======== Material to process ========

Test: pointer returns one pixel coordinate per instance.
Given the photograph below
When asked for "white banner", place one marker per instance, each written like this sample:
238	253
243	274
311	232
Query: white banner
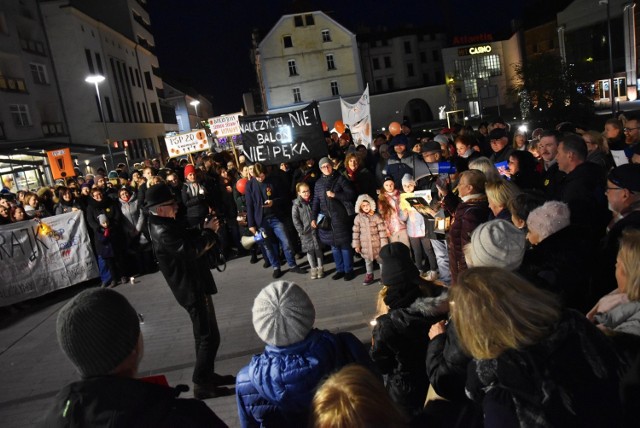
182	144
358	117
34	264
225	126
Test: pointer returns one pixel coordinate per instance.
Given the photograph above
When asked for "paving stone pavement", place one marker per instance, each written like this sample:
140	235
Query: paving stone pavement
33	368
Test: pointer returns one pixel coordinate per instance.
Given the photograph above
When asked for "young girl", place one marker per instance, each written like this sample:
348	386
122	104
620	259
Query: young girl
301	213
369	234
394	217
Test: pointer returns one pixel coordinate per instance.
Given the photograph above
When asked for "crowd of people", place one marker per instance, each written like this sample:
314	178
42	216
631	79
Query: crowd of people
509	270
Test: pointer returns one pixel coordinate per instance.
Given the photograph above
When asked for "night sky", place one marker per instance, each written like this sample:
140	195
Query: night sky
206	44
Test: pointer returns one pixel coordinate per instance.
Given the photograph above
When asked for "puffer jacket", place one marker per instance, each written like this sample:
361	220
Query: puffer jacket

========

**Exercise brief:** Collect every line above that contains the word "young".

**Answer below:**
When asked for "young girl", place one marker per instance, each written like this sample:
Query: young girl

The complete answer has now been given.